◆ What to produce ◆
In the records below, the lines from the one with "One keypoint belongs to every instance. Tag the bride's arm" through the last are to be printed exactly, and nothing else.

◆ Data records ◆
◆ ◆ ◆

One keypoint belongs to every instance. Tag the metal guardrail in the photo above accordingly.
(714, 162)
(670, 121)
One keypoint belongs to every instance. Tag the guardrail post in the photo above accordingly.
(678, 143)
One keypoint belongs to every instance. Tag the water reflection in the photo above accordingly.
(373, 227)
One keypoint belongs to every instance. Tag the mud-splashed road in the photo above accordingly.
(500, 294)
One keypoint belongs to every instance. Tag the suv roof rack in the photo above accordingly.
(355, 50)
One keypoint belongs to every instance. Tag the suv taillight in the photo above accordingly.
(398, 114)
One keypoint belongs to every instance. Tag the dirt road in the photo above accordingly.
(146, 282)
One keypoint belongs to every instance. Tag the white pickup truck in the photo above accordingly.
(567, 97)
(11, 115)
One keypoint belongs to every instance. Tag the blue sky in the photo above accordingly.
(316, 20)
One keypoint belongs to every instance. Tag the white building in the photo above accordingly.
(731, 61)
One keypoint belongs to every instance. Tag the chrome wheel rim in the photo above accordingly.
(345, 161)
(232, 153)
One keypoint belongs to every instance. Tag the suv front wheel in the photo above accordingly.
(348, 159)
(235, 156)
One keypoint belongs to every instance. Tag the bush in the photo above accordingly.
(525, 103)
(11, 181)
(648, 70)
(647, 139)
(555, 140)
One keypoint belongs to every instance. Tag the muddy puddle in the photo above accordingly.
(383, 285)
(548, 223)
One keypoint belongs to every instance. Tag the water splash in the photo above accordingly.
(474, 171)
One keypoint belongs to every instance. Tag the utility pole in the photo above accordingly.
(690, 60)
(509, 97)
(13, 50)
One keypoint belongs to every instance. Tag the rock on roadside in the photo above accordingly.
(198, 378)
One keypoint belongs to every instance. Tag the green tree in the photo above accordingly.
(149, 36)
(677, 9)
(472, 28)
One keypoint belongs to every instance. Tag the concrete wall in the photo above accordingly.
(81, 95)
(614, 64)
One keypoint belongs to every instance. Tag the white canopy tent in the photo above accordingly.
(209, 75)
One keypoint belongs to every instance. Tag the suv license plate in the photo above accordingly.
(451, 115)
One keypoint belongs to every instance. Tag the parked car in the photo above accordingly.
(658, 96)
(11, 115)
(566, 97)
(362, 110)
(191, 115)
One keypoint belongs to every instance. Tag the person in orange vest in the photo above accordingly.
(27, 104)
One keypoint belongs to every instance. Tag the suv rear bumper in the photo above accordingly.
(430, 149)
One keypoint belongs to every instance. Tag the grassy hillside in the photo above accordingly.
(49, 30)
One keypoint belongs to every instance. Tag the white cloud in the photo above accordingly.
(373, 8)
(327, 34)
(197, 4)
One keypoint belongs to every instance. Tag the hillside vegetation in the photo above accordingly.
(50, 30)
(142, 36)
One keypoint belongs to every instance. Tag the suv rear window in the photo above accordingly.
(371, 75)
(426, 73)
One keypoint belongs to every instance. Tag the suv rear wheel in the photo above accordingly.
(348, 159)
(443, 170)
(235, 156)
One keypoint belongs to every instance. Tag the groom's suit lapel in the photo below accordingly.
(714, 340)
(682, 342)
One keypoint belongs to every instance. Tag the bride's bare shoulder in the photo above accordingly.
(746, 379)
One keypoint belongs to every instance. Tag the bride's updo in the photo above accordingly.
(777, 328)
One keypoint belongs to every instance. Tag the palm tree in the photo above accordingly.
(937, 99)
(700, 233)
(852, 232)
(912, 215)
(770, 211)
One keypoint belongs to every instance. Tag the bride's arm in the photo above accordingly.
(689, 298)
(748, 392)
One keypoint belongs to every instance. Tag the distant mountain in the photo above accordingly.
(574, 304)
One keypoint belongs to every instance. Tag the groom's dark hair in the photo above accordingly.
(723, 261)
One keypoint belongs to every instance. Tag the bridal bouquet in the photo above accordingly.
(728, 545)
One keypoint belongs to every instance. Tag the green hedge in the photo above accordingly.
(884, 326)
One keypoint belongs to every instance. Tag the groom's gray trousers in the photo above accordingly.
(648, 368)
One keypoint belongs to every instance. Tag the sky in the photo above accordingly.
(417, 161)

◆ ◆ ◆

◆ Output for this exercise ◆
One keypoint belongs to every instance. Tag the bride's arm in the photo above accordingly.
(689, 298)
(748, 392)
One keypoint belongs to every instance. Tag the distant mountain in the photo above accordingly.
(574, 304)
One keypoint belongs to every instance. Tag the groom's dark hair in the photo above accordingly.
(723, 261)
One keypoint belongs to every instance. Tag the bridal bouquet in the photo above accordingly.
(728, 545)
One keypoint belongs to every instance. Tag the green hedge in the photo above accordingly.
(884, 326)
One keypoint belongs to every instance. Tag the groom's gray trousers in the photo above accordingly.
(648, 368)
One keypoint belongs to every instance. Tag the sky in the photo above accordingly.
(417, 161)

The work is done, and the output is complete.